1862年、グスタフ・クリムトはウィーン郊外で、金細工師の息子として生まれた。14歳でウィーン工芸美術学校に入学、絵画を学ぶかたわら、17歳の時には友人マッチュや弟エルンストとともに芸術カンパニーを立ち上げ、劇場や邸宅などの建築物のための装飾画を共同で手がけるようになる。

当時の人気画家、ハンス・マカルトに倣い、聖書や神話伝説からとった題材を、伝統的な技法で描き出した装飾画は、好評を博した。1888年、26歳のときには皇帝から勲章を授与されている。 

さらに1891年には、19世紀ウィーン美術界の中心的な存在だったウィーン造形芸術家協会(クンストラーハウス)の会員としても認められるなど、クリムトたちの未来は、明るく希望に満ちたものと見えた。しかし、1892年、事件が起きる。

■ ■ ■ ■ ■

→ **課題**:
- A) クリムトの経歴の文章によると、クリムトが皇帝から勲章を授与されたのは何歳のときか。
- B) クリムトの経歴の文章の最後の文に続けて、その先を書き継ぐこと。

ポイント指定とラベル付けの項目
■ ■ ■ ■ ■

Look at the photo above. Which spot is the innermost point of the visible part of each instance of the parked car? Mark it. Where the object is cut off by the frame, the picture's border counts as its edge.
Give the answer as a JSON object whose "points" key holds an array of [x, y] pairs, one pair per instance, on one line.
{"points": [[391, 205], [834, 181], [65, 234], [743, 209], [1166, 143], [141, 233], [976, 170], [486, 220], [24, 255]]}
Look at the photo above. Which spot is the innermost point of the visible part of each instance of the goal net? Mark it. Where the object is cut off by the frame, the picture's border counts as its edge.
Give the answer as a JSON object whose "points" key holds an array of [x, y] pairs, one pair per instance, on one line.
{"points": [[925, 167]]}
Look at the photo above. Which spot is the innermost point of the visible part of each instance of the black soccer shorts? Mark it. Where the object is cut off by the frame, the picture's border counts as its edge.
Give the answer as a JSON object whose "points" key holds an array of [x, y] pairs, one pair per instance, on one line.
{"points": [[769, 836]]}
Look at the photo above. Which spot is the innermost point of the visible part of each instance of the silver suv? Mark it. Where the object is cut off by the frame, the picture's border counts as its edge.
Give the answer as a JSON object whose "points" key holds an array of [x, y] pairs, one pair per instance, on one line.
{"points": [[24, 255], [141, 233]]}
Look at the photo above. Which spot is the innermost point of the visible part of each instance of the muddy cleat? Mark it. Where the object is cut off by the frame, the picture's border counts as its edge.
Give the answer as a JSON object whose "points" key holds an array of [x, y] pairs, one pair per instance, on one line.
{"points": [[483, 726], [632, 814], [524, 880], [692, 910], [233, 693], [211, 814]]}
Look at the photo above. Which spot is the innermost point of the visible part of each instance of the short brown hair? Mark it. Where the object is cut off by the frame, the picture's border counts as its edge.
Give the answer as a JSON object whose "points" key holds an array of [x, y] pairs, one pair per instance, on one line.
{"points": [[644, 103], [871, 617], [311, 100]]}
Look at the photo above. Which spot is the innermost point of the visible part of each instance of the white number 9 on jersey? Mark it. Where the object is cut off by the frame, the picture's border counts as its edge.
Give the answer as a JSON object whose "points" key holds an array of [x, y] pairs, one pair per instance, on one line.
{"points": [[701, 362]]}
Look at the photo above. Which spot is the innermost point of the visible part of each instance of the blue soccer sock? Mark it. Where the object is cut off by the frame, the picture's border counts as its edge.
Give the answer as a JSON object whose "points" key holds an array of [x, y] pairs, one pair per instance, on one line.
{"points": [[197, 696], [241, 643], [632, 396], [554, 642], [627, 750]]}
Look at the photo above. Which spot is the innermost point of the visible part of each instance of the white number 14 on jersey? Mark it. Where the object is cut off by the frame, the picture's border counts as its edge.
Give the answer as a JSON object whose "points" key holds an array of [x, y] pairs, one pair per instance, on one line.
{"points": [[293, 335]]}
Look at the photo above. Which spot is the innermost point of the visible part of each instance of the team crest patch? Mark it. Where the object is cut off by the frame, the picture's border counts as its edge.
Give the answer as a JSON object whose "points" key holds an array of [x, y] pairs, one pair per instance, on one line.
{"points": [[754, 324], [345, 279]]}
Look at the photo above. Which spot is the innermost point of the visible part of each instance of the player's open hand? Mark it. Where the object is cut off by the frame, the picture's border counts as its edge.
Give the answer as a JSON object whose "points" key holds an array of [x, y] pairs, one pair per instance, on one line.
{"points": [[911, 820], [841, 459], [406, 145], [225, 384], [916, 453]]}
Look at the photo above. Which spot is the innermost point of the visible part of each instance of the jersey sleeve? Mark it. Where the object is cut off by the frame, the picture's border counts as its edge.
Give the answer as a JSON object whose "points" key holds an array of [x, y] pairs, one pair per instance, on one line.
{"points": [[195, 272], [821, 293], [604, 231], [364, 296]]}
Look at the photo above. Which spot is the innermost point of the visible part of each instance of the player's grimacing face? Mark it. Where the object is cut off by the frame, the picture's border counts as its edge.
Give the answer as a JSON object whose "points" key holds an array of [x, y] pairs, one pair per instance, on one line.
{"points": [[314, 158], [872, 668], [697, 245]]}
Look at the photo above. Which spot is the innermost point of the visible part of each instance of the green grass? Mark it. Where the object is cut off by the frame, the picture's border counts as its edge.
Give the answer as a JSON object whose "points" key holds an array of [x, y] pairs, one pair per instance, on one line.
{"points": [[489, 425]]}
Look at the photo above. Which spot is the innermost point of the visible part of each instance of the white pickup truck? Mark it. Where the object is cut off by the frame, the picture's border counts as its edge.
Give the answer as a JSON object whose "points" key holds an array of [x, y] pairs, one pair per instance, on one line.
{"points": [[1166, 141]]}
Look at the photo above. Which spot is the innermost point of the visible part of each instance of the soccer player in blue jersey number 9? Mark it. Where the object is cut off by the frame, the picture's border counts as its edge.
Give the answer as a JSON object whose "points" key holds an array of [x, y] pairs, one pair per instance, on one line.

■ ■ ■ ■ ■

→ **解答**:
- A) 26歳のとき(1888年)。

- B)
7月にまず父が、そして12月には弟エルンストが亡くなったのである。同志でもあった弟の死は、カンパニーの解散にもつながった。これらの出来事はクリムトを打ちのめした。

これからどうするか。これまでのように、学校で教わった古臭い伝統的な技法で、ひたすらクライアントの意向に合わせた絵を描き続けていけば、安泰かもしれない。だが、それで本当に良いのか? もしかしたら、父のように若くして死ぬかもしれない。うつ病を発症した母のようになるかもしれない。それまでに、本当に自分のやりたいことをしないままでいいのか。

だが、自分のやりたいこと、自分ならではの絵、自分のスタイルとはいったいなんなのだろう。彼は何度も自分自身に問うた。そして1897年、クリムトは、仲間たちとともに、新たな造形表現を目指すグループ「分離派」を結成する。

「分離派」の展覧会活動を通して、彼は、印象派や象徴主義など、これまで保守派に締め出されてきた諸外国の最先端の美術に触れ、大いに刺激を受ける。グループ結成の翌年に描かれた《ヘレーネ・クリムトの肖像》(1898)には、そのことが大きく反映されている。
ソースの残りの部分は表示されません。